*** Opening EXCERPTED PASSAGE ***

In 2017, the New York Yankees found a potential diamond in the rough with the debut of Jordan Montgomery, who put together an excellent rookie campaign.
Three years later, we haven’t gotten to see much more out of Montgomery, thanks to a lengthy recovery from Tommy John surgery. However, despite the lack of experience, Montgomery may have improved significantly from his first foray into the majors.
Granted, we’ll have to wait a bit longer to see him in meaningful action. Despite an impressive showing Montgomery won’t be on the Opening Day roster, but he shouldn’t be gone for long. Montgomery’s optioning down to the secondary roster was a product of the Yankees’ initial rotation strategy more than his skill, and there’s plenty of evidence to indicate he’ll be back with the main team before long.
As always, exhibition game states should be taken with a grain of salt, but on Sunday Montgomery carved the New York Mets lineup with ease. He pitched five scoreless innings in his team’s 6-0 win, with six strikeouts, two hits and a walk.
That night, Monty changed speeds with effectiveness, displaying pinpoint accuracy with his fastball and breaking pitches. He showed an incredible curveball that fooled Pete Alonso, Robinson Cano and some of the Mets’ best hitters, and looked like a formidable weapon:
A few days ago, Montgomery said that this is the best that he has felt in a while, arm strength-wise. He looks poised to at least repeat his 2017 numbers.

*** Closing EXCERPTED PASSAGE ***

▶ _TO DO_
Duplicate the passage of the Jordan Montgomery article that begins with the words "Granted, we’ll have" and ends with "and a walk.". None of the material that follows is needed.

*** Opening DATA EXTRACT ***

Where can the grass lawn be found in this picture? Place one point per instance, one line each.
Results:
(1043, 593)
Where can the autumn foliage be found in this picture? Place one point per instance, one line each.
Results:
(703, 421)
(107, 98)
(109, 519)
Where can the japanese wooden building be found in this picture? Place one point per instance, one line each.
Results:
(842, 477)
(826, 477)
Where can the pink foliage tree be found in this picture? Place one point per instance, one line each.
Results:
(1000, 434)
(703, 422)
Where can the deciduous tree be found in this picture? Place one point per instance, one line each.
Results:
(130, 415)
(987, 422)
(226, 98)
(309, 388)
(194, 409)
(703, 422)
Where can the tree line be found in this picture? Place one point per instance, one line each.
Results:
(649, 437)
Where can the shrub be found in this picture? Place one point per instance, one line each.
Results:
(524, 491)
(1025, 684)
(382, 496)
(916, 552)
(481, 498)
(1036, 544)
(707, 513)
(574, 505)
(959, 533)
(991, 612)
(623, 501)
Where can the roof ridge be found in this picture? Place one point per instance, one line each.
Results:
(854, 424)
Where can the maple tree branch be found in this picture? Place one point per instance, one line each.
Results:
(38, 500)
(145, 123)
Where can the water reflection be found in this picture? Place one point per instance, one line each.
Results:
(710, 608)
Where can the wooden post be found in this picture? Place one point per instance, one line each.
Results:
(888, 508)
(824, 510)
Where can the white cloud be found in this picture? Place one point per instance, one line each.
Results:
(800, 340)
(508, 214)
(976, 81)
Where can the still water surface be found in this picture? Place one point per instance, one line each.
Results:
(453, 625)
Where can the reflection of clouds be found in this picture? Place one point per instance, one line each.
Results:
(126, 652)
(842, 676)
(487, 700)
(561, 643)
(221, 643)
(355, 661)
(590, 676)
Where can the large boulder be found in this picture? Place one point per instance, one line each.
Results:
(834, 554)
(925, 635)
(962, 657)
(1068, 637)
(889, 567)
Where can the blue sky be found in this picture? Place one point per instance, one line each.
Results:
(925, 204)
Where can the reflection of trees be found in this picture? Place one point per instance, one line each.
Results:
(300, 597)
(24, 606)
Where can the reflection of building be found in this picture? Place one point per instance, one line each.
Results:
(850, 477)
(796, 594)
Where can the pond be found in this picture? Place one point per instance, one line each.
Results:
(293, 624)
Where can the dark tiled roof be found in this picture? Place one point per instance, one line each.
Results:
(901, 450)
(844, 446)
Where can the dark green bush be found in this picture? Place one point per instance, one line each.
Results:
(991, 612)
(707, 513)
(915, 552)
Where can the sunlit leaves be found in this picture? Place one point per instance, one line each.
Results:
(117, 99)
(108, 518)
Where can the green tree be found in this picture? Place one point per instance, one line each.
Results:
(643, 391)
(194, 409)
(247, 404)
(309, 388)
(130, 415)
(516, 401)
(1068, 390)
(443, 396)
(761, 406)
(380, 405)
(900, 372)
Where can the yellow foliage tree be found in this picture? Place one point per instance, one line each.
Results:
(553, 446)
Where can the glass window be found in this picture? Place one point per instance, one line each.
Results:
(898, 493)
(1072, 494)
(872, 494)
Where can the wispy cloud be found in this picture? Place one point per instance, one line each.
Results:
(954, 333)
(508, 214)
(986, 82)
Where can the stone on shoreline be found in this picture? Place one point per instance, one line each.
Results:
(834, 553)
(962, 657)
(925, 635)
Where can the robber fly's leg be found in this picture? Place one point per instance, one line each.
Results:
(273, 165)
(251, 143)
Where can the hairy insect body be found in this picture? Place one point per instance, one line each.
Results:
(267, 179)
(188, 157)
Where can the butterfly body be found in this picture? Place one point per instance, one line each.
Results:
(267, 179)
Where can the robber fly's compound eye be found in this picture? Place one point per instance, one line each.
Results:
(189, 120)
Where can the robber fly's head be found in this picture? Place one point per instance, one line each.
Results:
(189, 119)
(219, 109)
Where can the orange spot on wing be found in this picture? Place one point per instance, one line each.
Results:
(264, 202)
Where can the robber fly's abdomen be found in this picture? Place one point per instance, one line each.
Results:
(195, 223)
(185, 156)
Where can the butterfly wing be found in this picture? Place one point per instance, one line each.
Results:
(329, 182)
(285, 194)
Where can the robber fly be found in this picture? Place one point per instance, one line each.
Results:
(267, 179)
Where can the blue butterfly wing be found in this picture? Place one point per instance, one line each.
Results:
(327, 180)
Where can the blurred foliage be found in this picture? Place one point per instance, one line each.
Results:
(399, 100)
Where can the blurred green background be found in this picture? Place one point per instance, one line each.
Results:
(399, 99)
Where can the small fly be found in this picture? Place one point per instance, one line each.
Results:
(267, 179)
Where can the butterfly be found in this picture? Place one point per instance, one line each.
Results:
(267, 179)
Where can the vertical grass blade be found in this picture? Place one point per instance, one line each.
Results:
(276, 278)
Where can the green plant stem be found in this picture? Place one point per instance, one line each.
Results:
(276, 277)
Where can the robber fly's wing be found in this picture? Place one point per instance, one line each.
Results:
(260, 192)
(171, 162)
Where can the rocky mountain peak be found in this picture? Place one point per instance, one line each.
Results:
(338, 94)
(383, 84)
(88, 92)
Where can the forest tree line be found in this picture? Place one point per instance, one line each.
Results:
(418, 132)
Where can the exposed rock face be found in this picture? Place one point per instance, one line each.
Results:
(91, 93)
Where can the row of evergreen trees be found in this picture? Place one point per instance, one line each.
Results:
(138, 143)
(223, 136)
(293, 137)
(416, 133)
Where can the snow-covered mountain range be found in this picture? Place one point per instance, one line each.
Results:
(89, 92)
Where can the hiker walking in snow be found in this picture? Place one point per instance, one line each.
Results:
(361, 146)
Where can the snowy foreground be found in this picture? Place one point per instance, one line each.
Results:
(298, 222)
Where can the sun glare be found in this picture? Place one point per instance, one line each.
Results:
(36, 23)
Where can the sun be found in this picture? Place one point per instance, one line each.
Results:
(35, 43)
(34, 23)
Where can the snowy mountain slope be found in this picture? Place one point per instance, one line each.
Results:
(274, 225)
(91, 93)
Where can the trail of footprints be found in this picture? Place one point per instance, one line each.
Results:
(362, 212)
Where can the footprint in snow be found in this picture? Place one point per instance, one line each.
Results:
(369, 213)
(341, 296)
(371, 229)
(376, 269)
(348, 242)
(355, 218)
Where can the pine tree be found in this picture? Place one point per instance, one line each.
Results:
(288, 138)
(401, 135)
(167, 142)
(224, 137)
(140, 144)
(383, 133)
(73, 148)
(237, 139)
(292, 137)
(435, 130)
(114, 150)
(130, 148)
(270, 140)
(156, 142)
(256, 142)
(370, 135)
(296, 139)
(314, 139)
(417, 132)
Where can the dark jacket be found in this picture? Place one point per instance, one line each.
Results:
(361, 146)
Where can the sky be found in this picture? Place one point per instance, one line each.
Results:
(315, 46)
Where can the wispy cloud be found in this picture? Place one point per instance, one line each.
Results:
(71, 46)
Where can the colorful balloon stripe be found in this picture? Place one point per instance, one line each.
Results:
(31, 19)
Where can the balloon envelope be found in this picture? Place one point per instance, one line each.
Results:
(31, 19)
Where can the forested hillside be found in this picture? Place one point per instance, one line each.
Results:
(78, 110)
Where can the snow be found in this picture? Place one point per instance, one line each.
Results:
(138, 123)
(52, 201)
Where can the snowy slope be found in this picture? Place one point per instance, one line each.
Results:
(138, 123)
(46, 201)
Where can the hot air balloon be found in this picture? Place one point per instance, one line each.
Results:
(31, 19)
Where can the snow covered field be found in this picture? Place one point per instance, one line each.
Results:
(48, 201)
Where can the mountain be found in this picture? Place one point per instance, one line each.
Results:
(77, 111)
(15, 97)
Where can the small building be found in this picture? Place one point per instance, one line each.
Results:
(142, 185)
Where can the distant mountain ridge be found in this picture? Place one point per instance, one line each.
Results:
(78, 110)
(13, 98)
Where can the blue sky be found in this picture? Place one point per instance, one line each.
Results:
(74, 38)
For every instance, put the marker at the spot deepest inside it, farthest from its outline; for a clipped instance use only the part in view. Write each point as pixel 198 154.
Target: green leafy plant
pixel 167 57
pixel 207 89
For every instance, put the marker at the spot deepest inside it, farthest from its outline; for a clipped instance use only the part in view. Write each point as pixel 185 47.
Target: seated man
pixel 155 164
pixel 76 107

*** Closing DATA EXTRACT ***

▶ _YOUR SOLUTION_
Granted, we’ll have to wait a bit longer to see him in meaningful action. Despite an impressive showing Montgomery won’t be on the Opening Day roster, but he shouldn’t be gone for long. Montgomery’s optioning down to the secondary roster was a product of the Yankees’ initial rotation strategy more than his skill, and there’s plenty of evidence to indicate he’ll be back with the main team before long.
As always, exhibition game states should be taken with a grain of salt, but on Sunday Montgomery carved the New York Mets lineup with ease. He pitched five scoreless innings in his team’s 6-0 win, with six strikeouts, two hits and a walk.